WORK REQUIRED
Please reproduce the data below exactly, from the first line to the last.

DATASET RECORDS
= Beginning of Section =
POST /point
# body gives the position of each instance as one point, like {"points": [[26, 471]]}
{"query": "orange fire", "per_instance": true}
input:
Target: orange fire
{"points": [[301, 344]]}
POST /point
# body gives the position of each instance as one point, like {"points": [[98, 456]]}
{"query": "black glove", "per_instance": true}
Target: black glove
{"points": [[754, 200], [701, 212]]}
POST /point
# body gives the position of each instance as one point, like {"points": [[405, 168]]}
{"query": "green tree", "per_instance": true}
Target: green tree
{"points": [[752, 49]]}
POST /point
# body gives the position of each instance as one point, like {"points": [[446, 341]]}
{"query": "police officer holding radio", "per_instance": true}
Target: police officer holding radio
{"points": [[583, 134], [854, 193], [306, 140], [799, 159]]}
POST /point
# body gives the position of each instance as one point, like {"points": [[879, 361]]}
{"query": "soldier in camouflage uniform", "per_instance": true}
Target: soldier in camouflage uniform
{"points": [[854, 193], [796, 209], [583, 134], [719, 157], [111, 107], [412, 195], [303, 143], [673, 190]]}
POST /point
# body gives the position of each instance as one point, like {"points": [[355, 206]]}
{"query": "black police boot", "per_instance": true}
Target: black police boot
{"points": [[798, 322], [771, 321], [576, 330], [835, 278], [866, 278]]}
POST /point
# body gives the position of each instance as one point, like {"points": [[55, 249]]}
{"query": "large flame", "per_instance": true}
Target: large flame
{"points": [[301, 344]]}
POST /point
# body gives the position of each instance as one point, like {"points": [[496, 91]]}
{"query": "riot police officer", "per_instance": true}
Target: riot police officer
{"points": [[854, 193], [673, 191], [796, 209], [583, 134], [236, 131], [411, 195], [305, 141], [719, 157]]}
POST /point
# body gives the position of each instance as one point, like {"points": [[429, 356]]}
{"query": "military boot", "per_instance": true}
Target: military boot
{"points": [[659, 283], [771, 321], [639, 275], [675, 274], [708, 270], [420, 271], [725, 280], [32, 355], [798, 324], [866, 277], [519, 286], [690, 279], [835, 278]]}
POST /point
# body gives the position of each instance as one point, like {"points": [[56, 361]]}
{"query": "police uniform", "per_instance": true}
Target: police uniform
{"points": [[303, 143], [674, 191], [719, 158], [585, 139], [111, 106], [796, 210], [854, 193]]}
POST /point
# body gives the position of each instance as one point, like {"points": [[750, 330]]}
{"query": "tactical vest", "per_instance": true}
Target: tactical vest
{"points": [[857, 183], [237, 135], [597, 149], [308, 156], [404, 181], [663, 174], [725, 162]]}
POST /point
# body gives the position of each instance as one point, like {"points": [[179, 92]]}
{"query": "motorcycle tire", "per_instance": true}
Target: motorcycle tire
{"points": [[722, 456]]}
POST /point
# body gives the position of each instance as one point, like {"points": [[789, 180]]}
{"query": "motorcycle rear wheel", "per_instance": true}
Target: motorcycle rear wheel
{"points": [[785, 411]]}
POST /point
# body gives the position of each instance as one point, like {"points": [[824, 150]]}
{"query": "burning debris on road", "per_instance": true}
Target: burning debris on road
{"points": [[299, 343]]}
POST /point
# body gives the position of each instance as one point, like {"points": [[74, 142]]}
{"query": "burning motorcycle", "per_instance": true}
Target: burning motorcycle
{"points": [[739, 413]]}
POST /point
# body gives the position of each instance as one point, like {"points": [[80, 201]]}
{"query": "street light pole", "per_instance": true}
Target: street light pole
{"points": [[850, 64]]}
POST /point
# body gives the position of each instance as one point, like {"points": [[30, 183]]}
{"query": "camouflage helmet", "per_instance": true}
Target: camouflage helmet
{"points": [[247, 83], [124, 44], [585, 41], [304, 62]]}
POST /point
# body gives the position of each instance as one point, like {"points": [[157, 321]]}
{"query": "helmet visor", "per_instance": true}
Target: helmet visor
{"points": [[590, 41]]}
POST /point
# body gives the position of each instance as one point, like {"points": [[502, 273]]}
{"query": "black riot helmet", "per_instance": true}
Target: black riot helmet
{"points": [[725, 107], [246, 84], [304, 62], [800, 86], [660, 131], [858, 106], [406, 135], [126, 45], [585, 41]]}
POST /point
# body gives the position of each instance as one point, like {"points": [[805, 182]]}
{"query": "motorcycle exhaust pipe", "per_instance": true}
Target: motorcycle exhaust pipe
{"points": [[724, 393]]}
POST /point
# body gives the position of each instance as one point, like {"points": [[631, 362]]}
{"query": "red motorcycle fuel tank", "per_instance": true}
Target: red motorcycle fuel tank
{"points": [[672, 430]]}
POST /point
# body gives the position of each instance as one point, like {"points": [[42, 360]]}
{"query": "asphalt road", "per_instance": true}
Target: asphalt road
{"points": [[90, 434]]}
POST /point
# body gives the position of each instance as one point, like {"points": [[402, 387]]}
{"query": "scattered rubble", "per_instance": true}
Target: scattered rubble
= End of Section =
RESULT FOR THIS EXERCISE
POST /point
# body gives the position of each instance as one point, like {"points": [[26, 471]]}
{"query": "orange fire", "per_instance": true}
input:
Target: orange fire
{"points": [[301, 344]]}
POST /point
# body gives the position of each instance as one point, like {"points": [[98, 456]]}
{"query": "black glove", "per_instance": true}
Target: black glove
{"points": [[754, 200], [701, 212]]}
POST /point
# body gives the position of each instance as one point, like {"points": [[405, 168]]}
{"query": "green tree", "per_instance": true}
Target: green tree
{"points": [[752, 49]]}
POST /point
# body gives the position of each instance as one point, like {"points": [[446, 341]]}
{"query": "police officer holding radio", "per_instance": true}
Target: police officer holding radio
{"points": [[583, 134], [854, 193], [306, 140], [799, 159]]}
POST /point
# body gives the position of each instance as one point, like {"points": [[879, 361]]}
{"query": "soldier in camouflage uniform", "per_instance": true}
Target: soldier in camouflage uniform
{"points": [[854, 193], [796, 209], [583, 134], [719, 157], [111, 107], [412, 195], [303, 143], [673, 190]]}
POST /point
# body gives the position of each instance as one point, like {"points": [[355, 206]]}
{"query": "black police boot", "per_instance": true}
Target: black police boot
{"points": [[798, 322], [771, 321], [576, 330], [835, 278], [866, 278]]}
POST /point
# body gives the position of each instance as one point, like {"points": [[55, 249]]}
{"query": "large flame", "per_instance": true}
Target: large flame
{"points": [[301, 344]]}
POST /point
# body gives the position of each instance as one point, like {"points": [[496, 91]]}
{"query": "riot police officer", "per_instance": true}
Target: riot police officer
{"points": [[854, 193], [673, 191], [796, 209], [583, 134], [236, 131], [411, 195], [305, 141], [719, 157]]}
POST /point
# body gives the position of each instance as one point, like {"points": [[429, 356]]}
{"query": "military boot", "per_instance": true}
Target: military boot
{"points": [[659, 283], [771, 321], [639, 275], [675, 274], [708, 270], [420, 271], [725, 280], [32, 355], [798, 324], [866, 277], [519, 286], [690, 279], [835, 278]]}
POST /point
# body gives the position of each instance as one point, like {"points": [[56, 361]]}
{"query": "police uniform", "per_instance": true}
Target: police uniform
{"points": [[303, 143], [674, 191], [719, 158], [585, 139], [111, 106], [796, 210], [854, 193]]}
POST /point
# body gives the position of each instance as one point, like {"points": [[750, 330]]}
{"query": "tactical vest", "per_instance": true}
Target: tactical vest
{"points": [[857, 183], [237, 135], [597, 149], [308, 156], [404, 181], [663, 174], [725, 162]]}
POST /point
# body gives the position of each instance as one point, like {"points": [[179, 92]]}
{"query": "motorcycle tire", "per_instance": true}
Target: motorcycle tire
{"points": [[722, 456]]}
POST /point
# body gives the position of each instance as one point, like {"points": [[789, 180]]}
{"query": "motorcycle rear wheel", "per_instance": true}
Target: motorcycle rear wheel
{"points": [[785, 411]]}
POST /point
# body gives the position of each instance as one point, like {"points": [[824, 150]]}
{"query": "burning debris on road", "per_instance": true}
Target: burning debris on road
{"points": [[299, 343]]}
POST /point
# body gives the position of each instance as one point, like {"points": [[74, 142]]}
{"query": "burning motorcycle", "per_instance": true}
Target: burning motorcycle
{"points": [[739, 413]]}
POST /point
# body gives the position of each instance as one point, like {"points": [[80, 201]]}
{"query": "street light pole", "per_instance": true}
Target: street light pole
{"points": [[850, 64]]}
POST /point
# body gives the position of each instance as one point, like {"points": [[30, 183]]}
{"query": "camouflage helmet", "per_instance": true}
Target: camouflage helmet
{"points": [[247, 83], [124, 44], [585, 41], [304, 62]]}
POST /point
# body gives the position of each instance as one point, like {"points": [[157, 321]]}
{"query": "helmet visor", "per_instance": true}
Target: helmet visor
{"points": [[590, 41]]}
POST /point
# body gives the position of each instance as one point, like {"points": [[502, 273]]}
{"query": "black riot helmet", "per_instance": true}
Target: black riot helmet
{"points": [[725, 107], [246, 84], [304, 62], [800, 86], [660, 131], [858, 106], [406, 135], [126, 45], [585, 41]]}
POST /point
# body gives the position of each instance as one point, like {"points": [[805, 182]]}
{"query": "motorcycle exhaust pipe", "per_instance": true}
Target: motorcycle exhaust pipe
{"points": [[724, 393]]}
POST /point
# body gives the position of each instance as one point, like {"points": [[631, 362]]}
{"query": "red motorcycle fuel tank", "per_instance": true}
Target: red motorcycle fuel tank
{"points": [[672, 430]]}
POST /point
# body gives the position of each instance as one point, like {"points": [[42, 360]]}
{"query": "asphalt road", "per_instance": true}
Target: asphalt road
{"points": [[90, 434]]}
POST /point
# body gives the position of each instance as one point, like {"points": [[402, 387]]}
{"query": "scattered rubble", "per_instance": true}
Target: scattered rubble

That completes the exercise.